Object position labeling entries
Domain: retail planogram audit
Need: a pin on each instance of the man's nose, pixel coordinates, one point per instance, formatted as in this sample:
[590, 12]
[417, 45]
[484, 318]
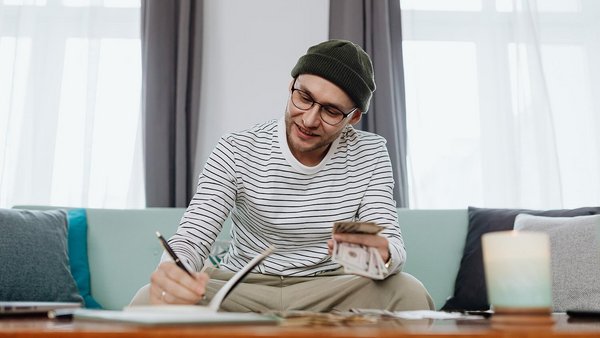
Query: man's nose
[312, 117]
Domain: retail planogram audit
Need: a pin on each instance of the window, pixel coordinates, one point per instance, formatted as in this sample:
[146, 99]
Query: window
[500, 102]
[70, 93]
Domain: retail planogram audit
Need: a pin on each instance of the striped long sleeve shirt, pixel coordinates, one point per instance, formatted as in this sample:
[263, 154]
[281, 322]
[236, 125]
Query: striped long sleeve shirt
[275, 200]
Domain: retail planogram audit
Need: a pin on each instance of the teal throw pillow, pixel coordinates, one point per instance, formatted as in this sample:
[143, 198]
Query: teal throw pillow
[78, 255]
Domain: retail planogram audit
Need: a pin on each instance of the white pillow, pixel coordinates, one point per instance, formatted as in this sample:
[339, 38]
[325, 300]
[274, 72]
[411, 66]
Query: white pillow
[575, 255]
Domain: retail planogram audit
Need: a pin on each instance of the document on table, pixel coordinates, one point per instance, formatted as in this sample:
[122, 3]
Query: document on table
[173, 315]
[186, 314]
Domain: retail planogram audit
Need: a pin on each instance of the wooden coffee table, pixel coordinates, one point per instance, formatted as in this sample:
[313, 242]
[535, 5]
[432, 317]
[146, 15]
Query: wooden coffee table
[41, 327]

### Required task:
Return every line of the material above that contains the string "Need", treating uppercase and lowercase as different.

### Exercise result:
Need: a pin on each instance of the man's nose, pixel coordinates, one point per instance, formatted as in this sample:
Need: a pin on each instance of the window, pixel coordinates, one point per instance, formatted as in this sample:
Need: a pin on each instance of the striped long sleeve shirt, pixel coordinates, one point per instance, formatted as in this sample:
Need: a pin on each instance of the teal throw pillow, pixel coordinates, one point per instance, formatted as in this sample:
Need: a pin on each instance of the white pillow, pixel coordinates, one point per instance, formatted as in this sample:
Need: a pin on each instance of the document on table, pixel coordinates, one point per instance, formatted as in this sample:
Need: a pin on each instance of the wooden coffee table, pixel coordinates, one point per instance, formatted as in this sample:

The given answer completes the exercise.